- Permintaan Tugas A -
Ketik ulang secara persis semua entri, mulai dari baris yang memuat "Find the vehicle" hingga entri terakhir.

- Kutipan Sumber -
============
9. Electronic Banking adalah kegiatan BPR yang
menggunakan sarana elektronik antara lain berupa
phone banking, SMS banking, mobile banking, dan
internet banking.
10. Kartu Automated Teller Machine (ATM) adalah alat
pembayaran menggunakan kartu yang dapat
digunakan untuk melakukan penarikan tunai
dan/atau pemindahan dana dimana kewajiban
pemegang kartu dipenuhi seketika dengan mengurangi
secara langsung simpanan pemegang kartu pada BPR
sebagaimana dimaksud dalam ketentuan Bank
Indonesia mengenai alat pembayaran dengan
menggunakan kartu.
============
- Kutipan Entri -
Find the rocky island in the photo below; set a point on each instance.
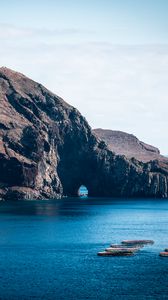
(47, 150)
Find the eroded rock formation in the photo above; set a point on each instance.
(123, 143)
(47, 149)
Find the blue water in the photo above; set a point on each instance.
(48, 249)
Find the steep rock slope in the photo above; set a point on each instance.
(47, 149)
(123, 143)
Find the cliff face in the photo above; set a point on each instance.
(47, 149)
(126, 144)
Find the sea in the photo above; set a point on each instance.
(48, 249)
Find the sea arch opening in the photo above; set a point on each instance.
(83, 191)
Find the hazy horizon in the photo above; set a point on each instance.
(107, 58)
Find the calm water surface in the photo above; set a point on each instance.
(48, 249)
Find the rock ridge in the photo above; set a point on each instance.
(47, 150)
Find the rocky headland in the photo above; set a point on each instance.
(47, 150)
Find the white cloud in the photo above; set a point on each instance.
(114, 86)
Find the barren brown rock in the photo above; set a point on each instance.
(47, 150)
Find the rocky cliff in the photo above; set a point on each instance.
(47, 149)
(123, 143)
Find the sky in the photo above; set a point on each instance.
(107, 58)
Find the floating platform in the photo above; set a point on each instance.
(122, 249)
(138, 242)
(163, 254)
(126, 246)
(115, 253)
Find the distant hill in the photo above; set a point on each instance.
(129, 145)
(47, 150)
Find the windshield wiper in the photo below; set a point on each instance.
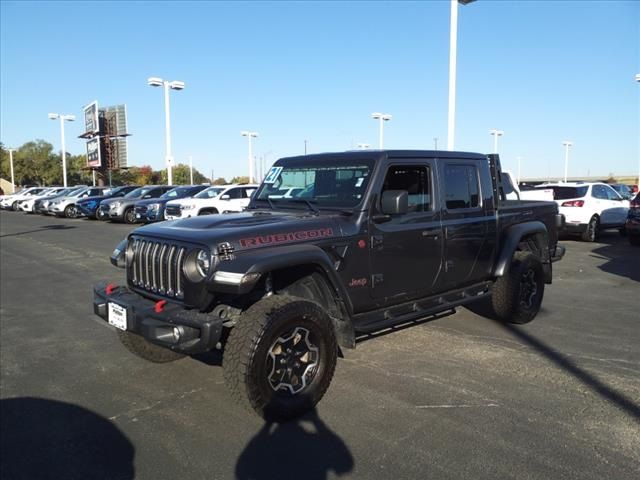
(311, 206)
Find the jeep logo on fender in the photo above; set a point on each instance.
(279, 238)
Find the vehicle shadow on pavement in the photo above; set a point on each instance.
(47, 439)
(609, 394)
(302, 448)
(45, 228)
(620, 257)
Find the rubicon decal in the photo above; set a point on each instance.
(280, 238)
============
- Permintaan Tugas B -
Salin secara persis bagian dari kutipan mengenai definisi layanan BPR, mulai dari "9. Electronic Banking" sampai dengan "internet banking.".

- Penyelesaian A -
Find the vehicle shadow on pavement in the photo above; set a point on each instance.
(47, 439)
(609, 394)
(302, 448)
(45, 228)
(620, 257)
Find the rubicon decal in the photo above; set a point on each instance.
(280, 238)

- Penyelesaian B -
9. Electronic Banking adalah kegiatan BPR yang
menggunakan sarana elektronik antara lain berupa
phone banking, SMS banking, mobile banking, dan
internet banking.